[[ Records provided open ]]
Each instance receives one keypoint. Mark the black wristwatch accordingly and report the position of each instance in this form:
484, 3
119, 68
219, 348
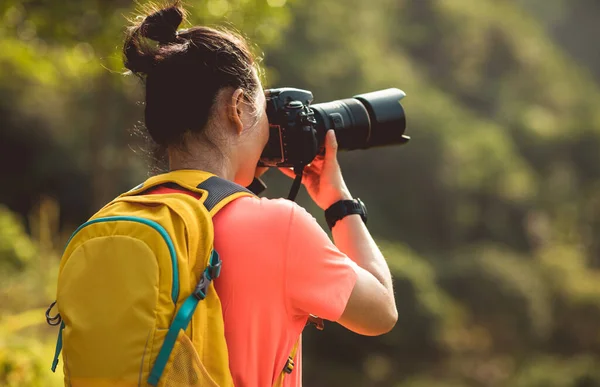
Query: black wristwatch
343, 208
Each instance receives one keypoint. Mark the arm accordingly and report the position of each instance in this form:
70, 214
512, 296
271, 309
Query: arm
371, 308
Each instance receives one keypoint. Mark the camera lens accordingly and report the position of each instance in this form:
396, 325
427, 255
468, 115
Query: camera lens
365, 121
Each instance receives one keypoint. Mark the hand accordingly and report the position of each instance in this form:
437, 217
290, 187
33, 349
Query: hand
323, 177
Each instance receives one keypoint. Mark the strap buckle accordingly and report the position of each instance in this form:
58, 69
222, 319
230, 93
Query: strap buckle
53, 320
202, 287
316, 321
214, 271
289, 366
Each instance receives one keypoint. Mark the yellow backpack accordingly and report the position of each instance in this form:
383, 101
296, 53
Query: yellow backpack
135, 296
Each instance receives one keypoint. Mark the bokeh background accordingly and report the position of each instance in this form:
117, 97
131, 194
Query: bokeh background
489, 217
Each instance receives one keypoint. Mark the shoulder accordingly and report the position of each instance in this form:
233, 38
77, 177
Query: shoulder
251, 205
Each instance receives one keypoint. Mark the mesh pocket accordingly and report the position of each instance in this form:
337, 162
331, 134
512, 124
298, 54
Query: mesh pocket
184, 368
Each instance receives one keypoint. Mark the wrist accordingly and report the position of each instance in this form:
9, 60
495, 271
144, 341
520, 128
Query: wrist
344, 208
341, 195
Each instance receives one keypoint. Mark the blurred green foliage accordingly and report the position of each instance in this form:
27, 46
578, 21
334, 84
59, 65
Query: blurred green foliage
488, 217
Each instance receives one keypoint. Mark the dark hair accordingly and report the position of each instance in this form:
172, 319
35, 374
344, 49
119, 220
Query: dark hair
184, 70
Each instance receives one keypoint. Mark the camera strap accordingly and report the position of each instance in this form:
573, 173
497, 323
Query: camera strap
297, 183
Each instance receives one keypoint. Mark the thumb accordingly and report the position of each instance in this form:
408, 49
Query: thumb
330, 146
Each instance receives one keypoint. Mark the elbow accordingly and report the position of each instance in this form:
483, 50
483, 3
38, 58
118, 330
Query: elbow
385, 323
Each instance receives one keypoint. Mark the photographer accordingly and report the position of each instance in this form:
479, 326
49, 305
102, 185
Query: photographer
205, 107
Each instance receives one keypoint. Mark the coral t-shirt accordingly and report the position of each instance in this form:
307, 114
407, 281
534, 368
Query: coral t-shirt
279, 266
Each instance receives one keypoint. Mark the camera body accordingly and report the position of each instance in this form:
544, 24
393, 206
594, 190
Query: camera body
292, 129
297, 129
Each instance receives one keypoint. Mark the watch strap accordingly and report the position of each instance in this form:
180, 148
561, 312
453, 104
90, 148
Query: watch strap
342, 208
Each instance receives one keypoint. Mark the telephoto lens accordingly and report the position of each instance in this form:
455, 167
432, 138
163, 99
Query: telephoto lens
365, 121
297, 128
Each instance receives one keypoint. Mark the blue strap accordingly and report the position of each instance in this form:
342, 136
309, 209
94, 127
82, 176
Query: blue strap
183, 317
58, 347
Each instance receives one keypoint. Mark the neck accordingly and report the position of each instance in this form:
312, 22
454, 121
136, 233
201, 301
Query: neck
203, 158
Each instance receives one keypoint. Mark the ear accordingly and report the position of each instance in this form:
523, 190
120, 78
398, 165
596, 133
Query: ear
235, 110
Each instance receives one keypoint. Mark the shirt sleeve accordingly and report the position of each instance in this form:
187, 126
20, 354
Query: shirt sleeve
319, 278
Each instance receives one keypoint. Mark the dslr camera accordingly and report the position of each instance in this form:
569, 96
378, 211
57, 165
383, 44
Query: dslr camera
297, 128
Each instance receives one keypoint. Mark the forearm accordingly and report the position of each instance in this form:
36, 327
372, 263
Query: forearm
353, 239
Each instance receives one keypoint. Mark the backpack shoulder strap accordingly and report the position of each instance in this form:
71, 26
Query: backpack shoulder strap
215, 192
220, 192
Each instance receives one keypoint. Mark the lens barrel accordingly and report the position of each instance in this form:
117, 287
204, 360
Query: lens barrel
365, 121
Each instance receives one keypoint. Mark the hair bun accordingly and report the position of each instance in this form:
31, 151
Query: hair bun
162, 25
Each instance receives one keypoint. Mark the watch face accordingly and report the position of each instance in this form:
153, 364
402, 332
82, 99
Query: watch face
364, 209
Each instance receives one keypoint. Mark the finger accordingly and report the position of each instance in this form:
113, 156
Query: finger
289, 172
331, 146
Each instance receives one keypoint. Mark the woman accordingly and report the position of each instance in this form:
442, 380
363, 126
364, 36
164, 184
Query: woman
205, 106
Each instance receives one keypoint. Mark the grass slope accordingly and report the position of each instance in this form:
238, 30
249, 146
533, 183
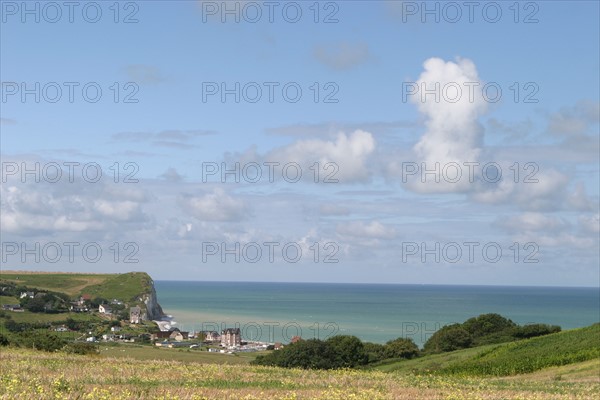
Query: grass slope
36, 375
534, 354
124, 287
525, 356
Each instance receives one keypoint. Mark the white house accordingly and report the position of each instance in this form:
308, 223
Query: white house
104, 309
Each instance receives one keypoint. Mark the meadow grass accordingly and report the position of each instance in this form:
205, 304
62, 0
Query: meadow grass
27, 374
531, 355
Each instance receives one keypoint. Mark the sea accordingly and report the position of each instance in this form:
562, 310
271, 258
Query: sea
276, 312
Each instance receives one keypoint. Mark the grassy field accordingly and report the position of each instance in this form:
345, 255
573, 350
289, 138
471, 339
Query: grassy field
28, 374
124, 287
567, 347
27, 316
146, 353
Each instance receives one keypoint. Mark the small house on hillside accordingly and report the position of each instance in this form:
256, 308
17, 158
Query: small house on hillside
135, 315
212, 336
231, 337
104, 309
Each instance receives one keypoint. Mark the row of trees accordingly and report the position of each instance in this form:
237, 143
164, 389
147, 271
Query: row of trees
482, 330
350, 352
341, 351
47, 342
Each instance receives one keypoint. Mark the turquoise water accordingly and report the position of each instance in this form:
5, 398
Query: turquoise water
272, 312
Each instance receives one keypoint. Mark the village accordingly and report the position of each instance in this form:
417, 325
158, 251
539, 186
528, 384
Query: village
123, 324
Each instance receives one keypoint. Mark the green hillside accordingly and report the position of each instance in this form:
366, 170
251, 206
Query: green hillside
126, 287
520, 357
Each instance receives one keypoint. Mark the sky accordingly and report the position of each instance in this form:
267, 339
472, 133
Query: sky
332, 141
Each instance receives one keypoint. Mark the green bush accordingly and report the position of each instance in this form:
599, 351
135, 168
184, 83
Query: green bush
40, 341
533, 330
401, 348
448, 338
336, 352
81, 348
4, 340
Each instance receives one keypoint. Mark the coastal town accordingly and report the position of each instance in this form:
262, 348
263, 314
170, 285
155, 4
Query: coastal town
125, 323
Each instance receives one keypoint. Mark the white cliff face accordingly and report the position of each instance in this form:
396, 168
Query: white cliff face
153, 309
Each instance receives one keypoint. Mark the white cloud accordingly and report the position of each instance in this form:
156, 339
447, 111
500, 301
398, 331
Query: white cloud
349, 152
533, 221
361, 229
214, 206
452, 131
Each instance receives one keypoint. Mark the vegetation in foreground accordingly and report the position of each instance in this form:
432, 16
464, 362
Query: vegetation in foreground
28, 374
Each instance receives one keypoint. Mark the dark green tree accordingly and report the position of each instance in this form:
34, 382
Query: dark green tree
401, 348
348, 351
449, 338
[[ Records provided closed ]]
_What you have to do_
Quote the data above in full and without alteration; skip the pictures.

_Exercise solution_
Each instance receives one keypoint. Mark the black wristwatch accordingly and report the position of each instance in this form:
484, 3
119, 68
219, 348
Query: black wristwatch
343, 208
Each instance receives one keypoint. Mark the arm accordingly and report the position of each instance in this form:
70, 214
512, 296
271, 309
Query: arm
371, 308
Each instance receives one keypoint. Mark the camera lens accordingly and report the position of each instance in this form:
396, 325
427, 255
468, 115
Query: camera lens
365, 121
Each instance receives one keypoint. Mark the hand accordingly and report the position of each instance in this form:
437, 217
290, 187
33, 349
Query: hand
323, 177
Each instance receives one keypoint. Mark the strap buckle accordingly and report the position of each instance in this form:
58, 69
222, 319
230, 93
Query: strap buckle
53, 320
202, 287
316, 321
214, 271
289, 366
Each instance receives one keypoint. Mark the yellow backpack accordingly and report the position of each instance in this form:
383, 101
296, 53
Query: yellow backpack
135, 296
Each instance receives one keypoint. Mark the bokeh background accordingly and report the position of each instance in this form:
117, 97
131, 194
Query: bokeh background
489, 217
Each instance receives one keypoint. Mark the shoulder accordingly and report the position of each instance in this form:
233, 38
77, 177
Query: shoulder
251, 205
Each instance receives one keypoint. Mark the mesh pocket accordingly and report the position of each instance in this form:
337, 162
331, 134
512, 124
298, 54
Query: mesh pocket
184, 368
Each instance receives one keypoint. Mark the wrist accordingly and report the position of each instance in this form:
9, 60
495, 271
144, 341
520, 128
Query: wrist
344, 208
341, 195
Each instance receives one keypoint. Mark the blurred green foliage accordingly and report the position of each instance in this form:
27, 46
578, 21
334, 84
59, 65
Query: blurred green foliage
488, 217
Each instance receives one keypoint. Mark the dark hair accordingly and report the position of each instance in this form:
172, 319
35, 374
344, 49
119, 220
Query: dark hair
184, 70
Each instance receives one keypoint. Mark the camera strap accordingly and report the position of each instance in this form:
573, 173
497, 323
Query: camera strap
297, 183
Each instance receives one keypoint. Mark the thumb accordingly and report the position of each instance in this form:
408, 49
Query: thumb
330, 146
Each instance receives one keypoint. Mark the elbow accordingly and report the position of each instance in this form:
483, 50
483, 3
38, 58
118, 330
Query: elbow
385, 323
Each instance receives one keypoint. Mark the photographer accordingly and report the position of each instance in this form:
479, 326
49, 305
102, 185
Query: photographer
205, 107
Each instance receives one keypoint. Mark the coral t-shirt accordingly and report the position of each instance in this form:
307, 114
407, 281
534, 368
Query: coral t-shirt
279, 266
Each instance receives one keypoint. Mark the camera body accordingly and report the position of each instance in this form:
544, 24
393, 206
594, 190
Query: camera body
292, 129
297, 129
Each instance receives one keypoint. Mark the watch strap accordingly and report the position of each instance in this form:
180, 148
561, 312
453, 104
90, 148
Query: watch strap
342, 208
Each instance receives one keypoint. Mark the telephoto lens accordingly and report the position of each instance in this form:
455, 167
432, 138
163, 99
Query: telephoto lens
365, 121
297, 128
Each instance receives one keypoint. Mark the blue strap accordingly and report the position of each instance in this form:
342, 136
309, 209
94, 127
82, 176
Query: blue strap
183, 317
58, 347
Each instance receives one keypoint. Mark the neck accordingly and report the position of each instance in this form:
312, 22
454, 121
136, 233
201, 301
Query: neck
203, 158
Each instance receives one keypoint. Mark the ear accordingly and report the position of each instance in this form:
523, 190
120, 78
398, 165
596, 133
Query: ear
235, 110
Each instance receives one keypoint. Mark the shirt sleeve accordingly and report the position of each instance in this form:
187, 126
20, 354
Query: shirt sleeve
319, 278
Each instance receives one keypoint. Mark the dslr camera accordingly and report the position of each instance in this form:
569, 96
378, 211
57, 165
383, 44
Query: dslr camera
297, 128
Each instance receives one keypoint. Mark the forearm accordingly and report the position of each instance in this form:
36, 327
372, 263
Query: forearm
353, 239
Each instance receives one keypoint. Mark the backpack shoulder strap accordingly and report the position of each instance in this form:
71, 26
Query: backpack shoulder strap
215, 192
220, 192
Each instance receives one keypoint. Mark the lens barrel accordingly and report the position of each instance in this form:
117, 287
204, 360
Query: lens barrel
365, 121
Each instance receives one keypoint. Mark the hair bun accordingly and report the position of each instance in this form:
31, 151
Query: hair bun
162, 25
Each instance receives one keypoint. Mark the watch face accordingly and report the position of each instance in this form:
153, 364
402, 332
82, 99
Query: watch face
364, 209
Each instance receives one keypoint. Mark the finger accordingly and report the position of each instance in this form:
113, 156
Query: finger
289, 172
331, 146
Each instance receives one keypoint. Mark the woman accordingly and report the position of each instance in this form:
442, 380
363, 126
364, 36
164, 184
Query: woman
205, 106
Each instance receives one keypoint. Mark the grass slope accordingly and report the position of each instance in this form:
238, 30
249, 146
533, 183
Query: grass slope
36, 375
534, 354
124, 287
525, 356
Each instance receives one keypoint. Mark the white house accordingly and report the position of each instance in this form:
308, 223
Query: white house
104, 309
Each instance receives one keypoint. Mark the meadow grass accordingly and report the position of each instance in this form:
205, 304
62, 0
Query: meadow grass
27, 374
531, 355
Each instance receives one keypoint. Mark the sea accordingly and report the position of each instance in this form:
562, 310
271, 258
Query: sea
276, 312
Each instance receives one keypoint. Mark the grassy field accordingly and report the position of each instance in this form:
345, 255
573, 350
289, 138
471, 339
Query: grassy field
28, 374
124, 287
567, 347
27, 316
146, 353
Each instance receives one keypoint. Mark the small house on hillside accordingly and report the position of each instance in this form:
256, 308
17, 158
Query: small house on hillside
135, 315
212, 336
231, 337
104, 309
Each instance receives one keypoint. Mark the row of trees accordingly and report the position of each instance in this form:
237, 143
164, 389
147, 271
Query: row of trees
482, 330
350, 352
341, 351
47, 342
Each instance receives one keypoint. Mark the turquoise water accordingly and report the position of each instance in this form:
5, 398
Query: turquoise water
272, 312
Each instance receives one keypoint. Mark the village accordingly and report the position of each instance in this form:
417, 325
158, 251
539, 186
528, 384
Query: village
123, 324
Each instance receives one keypoint. Mark the green hillside accordingly and report the position of each instance in this form:
366, 170
251, 206
Query: green hillside
126, 287
520, 357
Each instance receives one keypoint. Mark the sky accordingly and report the position of each instance in this form:
267, 339
472, 133
Query: sky
332, 141
Each instance receives one keypoint. Mark the green bush accordingly and report the position of each instance in this form:
599, 351
135, 168
184, 83
Query: green bush
40, 341
533, 330
401, 348
448, 338
336, 352
81, 348
4, 340
Each instance receives one keypoint. Mark the coastal town accordingly and report the position of each instance in this form:
262, 348
263, 314
170, 285
155, 4
Query: coastal town
125, 323
Each instance receives one keypoint. Mark the white cliff face accordingly and report the position of each instance in this form:
396, 168
Query: white cliff face
153, 309
Each instance receives one keypoint. Mark the white cloud accordingly and report the position of each instance in this form:
156, 339
447, 111
500, 301
398, 331
Query: white cloud
349, 152
533, 221
361, 229
214, 206
452, 131
Each instance receives one keypoint. Mark the vegetation in foreground accordingly and report the position of each instance in this form:
432, 16
464, 362
Query: vegetation in foreground
28, 374
Each instance receives one keypoint. Mark the dark green tree accordingly and report the position of each instance in this form:
34, 382
Query: dark green tree
401, 348
348, 351
449, 338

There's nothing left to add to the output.